-- Do zrobienia --
Przepisz poniższe wiersze, zamieniając „dark hair bun” na „blond hair bun” i nie zmieniając niczego innego. Obrazy pomiń w odpowiedzi.

################

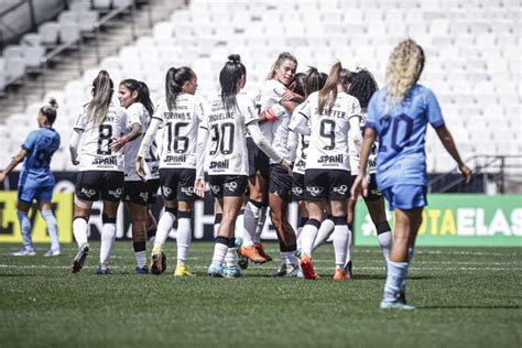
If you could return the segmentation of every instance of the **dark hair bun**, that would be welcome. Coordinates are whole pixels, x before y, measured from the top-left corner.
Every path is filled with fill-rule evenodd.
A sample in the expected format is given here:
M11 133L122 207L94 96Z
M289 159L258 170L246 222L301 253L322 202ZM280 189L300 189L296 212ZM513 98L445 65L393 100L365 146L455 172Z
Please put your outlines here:
M228 56L228 59L233 64L241 63L241 57L239 56L239 54L231 54Z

################

-- Odpowiedź do ćwiczenia --
If you could return the segmentation of every instance of the **blond hair bun**, that would be welcome. Coordinates are whole pixels, x before y, measured from the top-left corner.
Every path is filled with fill-rule evenodd.
A sample in the expected format is given here:
M11 133L122 207L94 96Z
M289 159L258 170L246 222L301 253L322 202ZM280 189L300 189L296 212ZM513 98L445 65L393 100L365 146L455 172Z
Please put your outlines here:
M228 56L228 59L233 64L241 63L241 57L239 56L239 54L231 54Z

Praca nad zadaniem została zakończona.